Dataset records:
▬▬▬

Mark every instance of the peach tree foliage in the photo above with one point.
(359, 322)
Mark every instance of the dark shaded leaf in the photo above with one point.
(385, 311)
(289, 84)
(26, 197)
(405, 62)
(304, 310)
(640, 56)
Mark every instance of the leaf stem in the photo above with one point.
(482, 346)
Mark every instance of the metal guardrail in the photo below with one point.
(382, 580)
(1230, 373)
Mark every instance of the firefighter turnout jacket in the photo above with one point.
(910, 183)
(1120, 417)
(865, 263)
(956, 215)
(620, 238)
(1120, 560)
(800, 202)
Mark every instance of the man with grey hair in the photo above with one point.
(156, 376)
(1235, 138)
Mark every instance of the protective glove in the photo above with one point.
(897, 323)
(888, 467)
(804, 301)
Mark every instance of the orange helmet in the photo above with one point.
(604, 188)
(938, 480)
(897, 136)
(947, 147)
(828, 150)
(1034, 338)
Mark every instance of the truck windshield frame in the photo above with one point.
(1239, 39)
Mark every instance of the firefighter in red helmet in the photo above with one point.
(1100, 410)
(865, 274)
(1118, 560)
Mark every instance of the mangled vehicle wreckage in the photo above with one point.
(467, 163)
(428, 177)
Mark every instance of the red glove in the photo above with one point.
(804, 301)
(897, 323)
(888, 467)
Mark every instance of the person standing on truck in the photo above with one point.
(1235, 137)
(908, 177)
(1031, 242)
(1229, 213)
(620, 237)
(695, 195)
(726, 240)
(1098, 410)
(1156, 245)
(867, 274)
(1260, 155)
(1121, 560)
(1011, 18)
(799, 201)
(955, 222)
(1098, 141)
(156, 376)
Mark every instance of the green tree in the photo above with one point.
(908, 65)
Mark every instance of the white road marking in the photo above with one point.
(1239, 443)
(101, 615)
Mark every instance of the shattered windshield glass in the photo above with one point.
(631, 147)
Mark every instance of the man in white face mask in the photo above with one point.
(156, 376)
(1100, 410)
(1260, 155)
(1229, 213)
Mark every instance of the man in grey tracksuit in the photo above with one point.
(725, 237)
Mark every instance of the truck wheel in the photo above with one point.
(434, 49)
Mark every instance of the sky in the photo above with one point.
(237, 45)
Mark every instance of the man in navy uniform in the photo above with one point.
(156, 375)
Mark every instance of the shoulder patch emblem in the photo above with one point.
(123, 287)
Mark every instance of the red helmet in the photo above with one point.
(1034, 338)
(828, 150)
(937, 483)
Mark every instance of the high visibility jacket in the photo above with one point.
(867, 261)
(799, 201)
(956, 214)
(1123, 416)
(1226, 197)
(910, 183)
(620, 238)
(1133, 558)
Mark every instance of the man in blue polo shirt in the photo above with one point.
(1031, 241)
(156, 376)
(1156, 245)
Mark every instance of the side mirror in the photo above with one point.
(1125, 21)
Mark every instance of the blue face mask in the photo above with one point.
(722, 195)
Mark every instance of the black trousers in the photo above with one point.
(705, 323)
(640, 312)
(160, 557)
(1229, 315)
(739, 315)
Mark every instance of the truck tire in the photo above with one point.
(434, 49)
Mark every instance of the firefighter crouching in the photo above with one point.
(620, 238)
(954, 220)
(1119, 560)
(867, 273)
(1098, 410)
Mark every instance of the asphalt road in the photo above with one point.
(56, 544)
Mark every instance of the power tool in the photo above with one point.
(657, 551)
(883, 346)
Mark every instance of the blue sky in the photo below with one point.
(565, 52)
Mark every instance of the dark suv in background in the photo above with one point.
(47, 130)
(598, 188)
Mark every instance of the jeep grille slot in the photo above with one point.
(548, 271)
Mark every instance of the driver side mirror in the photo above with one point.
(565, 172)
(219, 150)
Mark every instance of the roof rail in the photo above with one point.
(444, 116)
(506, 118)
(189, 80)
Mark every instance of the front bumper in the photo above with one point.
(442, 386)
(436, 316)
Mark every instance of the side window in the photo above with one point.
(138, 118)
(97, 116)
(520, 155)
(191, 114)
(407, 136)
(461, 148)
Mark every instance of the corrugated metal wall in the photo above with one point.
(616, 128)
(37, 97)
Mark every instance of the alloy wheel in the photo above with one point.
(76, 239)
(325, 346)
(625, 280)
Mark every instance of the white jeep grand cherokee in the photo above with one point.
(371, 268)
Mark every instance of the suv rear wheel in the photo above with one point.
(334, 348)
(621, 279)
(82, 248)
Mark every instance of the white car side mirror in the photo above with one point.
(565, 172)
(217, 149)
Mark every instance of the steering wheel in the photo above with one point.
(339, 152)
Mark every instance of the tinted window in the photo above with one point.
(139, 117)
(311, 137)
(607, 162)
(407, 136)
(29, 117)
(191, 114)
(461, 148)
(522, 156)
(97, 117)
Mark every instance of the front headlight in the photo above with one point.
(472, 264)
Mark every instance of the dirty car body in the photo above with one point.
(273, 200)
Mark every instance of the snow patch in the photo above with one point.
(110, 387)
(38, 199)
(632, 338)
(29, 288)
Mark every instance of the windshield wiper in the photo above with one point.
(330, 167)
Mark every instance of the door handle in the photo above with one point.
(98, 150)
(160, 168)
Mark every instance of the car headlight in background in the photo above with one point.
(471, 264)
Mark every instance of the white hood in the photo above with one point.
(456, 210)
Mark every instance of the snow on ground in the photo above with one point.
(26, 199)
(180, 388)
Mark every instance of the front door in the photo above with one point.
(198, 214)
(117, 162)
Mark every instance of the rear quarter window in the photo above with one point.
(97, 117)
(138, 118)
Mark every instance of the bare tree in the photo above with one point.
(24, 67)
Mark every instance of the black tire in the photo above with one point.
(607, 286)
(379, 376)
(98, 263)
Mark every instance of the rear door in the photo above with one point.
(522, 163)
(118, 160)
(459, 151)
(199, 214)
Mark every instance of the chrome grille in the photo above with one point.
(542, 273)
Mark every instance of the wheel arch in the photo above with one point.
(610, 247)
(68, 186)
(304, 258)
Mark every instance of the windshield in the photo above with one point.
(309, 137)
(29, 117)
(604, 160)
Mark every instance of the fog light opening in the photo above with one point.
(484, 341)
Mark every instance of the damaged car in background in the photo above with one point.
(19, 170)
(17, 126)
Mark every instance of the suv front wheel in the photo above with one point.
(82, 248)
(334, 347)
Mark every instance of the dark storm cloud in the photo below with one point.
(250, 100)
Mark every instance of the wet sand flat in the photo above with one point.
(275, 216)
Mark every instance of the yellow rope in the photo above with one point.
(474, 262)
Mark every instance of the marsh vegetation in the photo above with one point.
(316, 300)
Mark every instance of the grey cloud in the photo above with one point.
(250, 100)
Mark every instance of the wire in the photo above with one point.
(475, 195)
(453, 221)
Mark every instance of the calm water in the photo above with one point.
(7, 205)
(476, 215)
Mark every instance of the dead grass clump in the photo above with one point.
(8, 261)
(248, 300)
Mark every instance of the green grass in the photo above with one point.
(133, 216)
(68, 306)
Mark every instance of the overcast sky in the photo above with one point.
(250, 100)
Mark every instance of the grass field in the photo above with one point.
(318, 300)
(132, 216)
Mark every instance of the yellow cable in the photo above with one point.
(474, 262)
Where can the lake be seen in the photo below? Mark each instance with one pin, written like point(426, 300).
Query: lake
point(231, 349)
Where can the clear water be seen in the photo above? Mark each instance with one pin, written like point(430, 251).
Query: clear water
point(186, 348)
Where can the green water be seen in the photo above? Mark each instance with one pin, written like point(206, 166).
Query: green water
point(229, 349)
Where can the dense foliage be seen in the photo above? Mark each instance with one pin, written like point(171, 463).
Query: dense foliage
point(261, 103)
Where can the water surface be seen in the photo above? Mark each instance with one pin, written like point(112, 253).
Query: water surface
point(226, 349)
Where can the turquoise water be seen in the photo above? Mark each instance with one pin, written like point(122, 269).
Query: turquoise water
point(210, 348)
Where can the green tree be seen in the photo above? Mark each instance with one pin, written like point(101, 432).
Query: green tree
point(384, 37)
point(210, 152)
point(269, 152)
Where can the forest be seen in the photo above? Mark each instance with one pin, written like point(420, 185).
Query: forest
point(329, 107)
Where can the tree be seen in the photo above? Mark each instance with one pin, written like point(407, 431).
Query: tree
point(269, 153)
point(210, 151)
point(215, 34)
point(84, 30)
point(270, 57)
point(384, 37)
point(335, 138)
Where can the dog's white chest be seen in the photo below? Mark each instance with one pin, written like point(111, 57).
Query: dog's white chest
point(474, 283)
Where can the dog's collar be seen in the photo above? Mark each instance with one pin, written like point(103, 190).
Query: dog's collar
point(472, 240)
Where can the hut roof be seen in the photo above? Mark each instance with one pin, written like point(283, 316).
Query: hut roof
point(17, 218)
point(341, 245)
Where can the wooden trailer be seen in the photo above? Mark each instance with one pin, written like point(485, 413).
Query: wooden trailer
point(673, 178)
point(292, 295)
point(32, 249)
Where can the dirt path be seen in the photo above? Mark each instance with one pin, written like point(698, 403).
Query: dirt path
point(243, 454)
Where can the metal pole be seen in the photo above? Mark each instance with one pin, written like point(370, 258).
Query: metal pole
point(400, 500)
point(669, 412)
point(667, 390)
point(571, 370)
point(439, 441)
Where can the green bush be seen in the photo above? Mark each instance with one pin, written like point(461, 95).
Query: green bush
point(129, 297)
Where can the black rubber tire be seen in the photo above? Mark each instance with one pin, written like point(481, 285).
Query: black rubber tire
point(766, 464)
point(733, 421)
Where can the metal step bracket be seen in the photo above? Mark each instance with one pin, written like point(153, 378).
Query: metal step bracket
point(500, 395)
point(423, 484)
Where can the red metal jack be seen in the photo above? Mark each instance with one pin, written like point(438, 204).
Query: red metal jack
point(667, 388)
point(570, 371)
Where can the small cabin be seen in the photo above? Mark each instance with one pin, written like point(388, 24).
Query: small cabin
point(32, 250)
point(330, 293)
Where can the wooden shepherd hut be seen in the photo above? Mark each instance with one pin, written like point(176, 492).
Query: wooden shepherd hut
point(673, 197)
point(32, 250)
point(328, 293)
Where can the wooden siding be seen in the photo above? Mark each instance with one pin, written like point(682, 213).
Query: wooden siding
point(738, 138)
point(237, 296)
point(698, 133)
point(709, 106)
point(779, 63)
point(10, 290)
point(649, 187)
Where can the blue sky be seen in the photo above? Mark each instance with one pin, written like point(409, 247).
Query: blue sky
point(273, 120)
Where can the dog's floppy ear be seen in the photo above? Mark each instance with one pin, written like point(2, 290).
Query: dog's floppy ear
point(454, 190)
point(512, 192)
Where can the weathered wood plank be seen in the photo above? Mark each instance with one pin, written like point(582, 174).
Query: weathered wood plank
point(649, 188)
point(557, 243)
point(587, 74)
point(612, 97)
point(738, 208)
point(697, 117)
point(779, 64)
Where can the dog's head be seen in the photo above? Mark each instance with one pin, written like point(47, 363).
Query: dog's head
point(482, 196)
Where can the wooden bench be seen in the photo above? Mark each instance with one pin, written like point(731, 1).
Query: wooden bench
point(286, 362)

▬▬▬

Exercise aim: Write out the lines above from the one containing "Where can the weathered" through the last, exactly as they are.

Response to this task:
Where can the weathered wood plank be seen in the photo above? Mark each instance with one pin, written like point(582, 174).
Query: weathered wood plank
point(649, 188)
point(557, 243)
point(587, 74)
point(612, 97)
point(738, 208)
point(697, 117)
point(779, 64)
Where can the dog's head be seen in the photo above? Mark each instance with one pin, written like point(47, 363).
Query: dog's head
point(482, 196)
Where can the wooden bench be seen in the photo above? Mark each instance with one pin, written like point(731, 1).
Query: wooden bench
point(286, 362)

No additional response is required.